Task instructions:
a: In the apple pie topping thread, what does needshave put on apple pie?
b: Pick up the apple pie topping thread at the point where it stops, and write the text that follows its final line.

# What's on your apple pie?



## debodun (Oct 15, 2020)

select any that apply

whipped cream
ice Cream
cheese
caramel sauce
chopped walnuts or pecans
nothing
other (specify)


----------



## Pepper (Oct 15, 2020)

It's Ice Cream or nothing!


----------



## Aunt Marg (Oct 15, 2020)

Real vanilla bean ice cream is my go-to topping for such!

Now I do know of people who like a slab of cheddar on top, and even folks who prefer fresh whipped cream on top, but for me ice cream is the winner.


----------



## Pinky (Oct 15, 2020)

debodun said:


> select any that apply
> 
> ice Cream
> 
> nothing


----------



## Ruthanne (Oct 15, 2020)

I rarely have apple pie or any kind of pie but caramel sauce and vanilla ice cream sounds great to me!


----------



## hollydolly (Oct 15, 2020)

Rarely have pie...but  when I do, it's fresh double cream...


----------



## win231 (Oct 15, 2020)

Drool - if I'm anywhere near it.


----------



## CinnamonSugar (Oct 15, 2020)

Cheese— a slice if New York sharp cheddar is divine


----------



## Jules (Oct 15, 2020)

“Apple pie without cheese is like a kiss without a squeeze.“

So even though I grew up with this saying, I prefer a good quality vanilla ice cream or whipped cream.  I’ll take the cheddar cheese, if it and the pie are heated.


----------



## needshave (Oct 15, 2020)

Homemade Brown-Sugar Cinnamon Ice Cream.


----------



## Pink Biz (Oct 15, 2020)

*Vanilla ice cream or plain. Never got the cheese thing.*


----------



## Pappy (Oct 16, 2020)

CinnamonSugar said:


> Cheese— a slice if New York sharp cheddar is divine



I totally agree. Real sharp.


----------



## Gemma (Oct 16, 2020)

It's vanilla ice cream for me.


----------



## Devi (Oct 16, 2020)

Okay ... both.


----------



## Wren (Oct 16, 2020)

Collected data:

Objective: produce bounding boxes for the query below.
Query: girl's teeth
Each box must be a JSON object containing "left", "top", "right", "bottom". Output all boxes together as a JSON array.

Answers to the problems:
a: Homemade brown-sugar cinnamon ice cream.

b:
_Cheese ??? _

I’ve never heard of cheese with apple pie.....vanilla ice cream for me, failing that, cream


----------



## CinnamonSugar (Oct 16, 2020)

Wren said:


> _Cheese ??? _
> 
> I’ve never heard of cheese with apple pie.....



it’s a New England USA tradition.  The pie can’t  be sicky-sweet either


----------



## Duster (Oct 16, 2020)

I made an apple pie last week and used a streusel top instead of a pastry top.  It was a gluten free crust and turned out so delicious.
I love adding fresh nutmeg to my apple pie spices.  I never add any toppings, the apple pie is enough.  I use fresh apples from the orchard when I'm able to.


----------



## gennie (Oct 16, 2020)

Good quality vanilla ice cream on warm pie.  If pie is not warm, nothing.


----------



## Pam (Oct 16, 2020)

Apple pie and hot custard for me. Second choice would be cream, third choice vanilla ice cream.


----------



## CeeCee (Oct 16, 2020)

Nothing.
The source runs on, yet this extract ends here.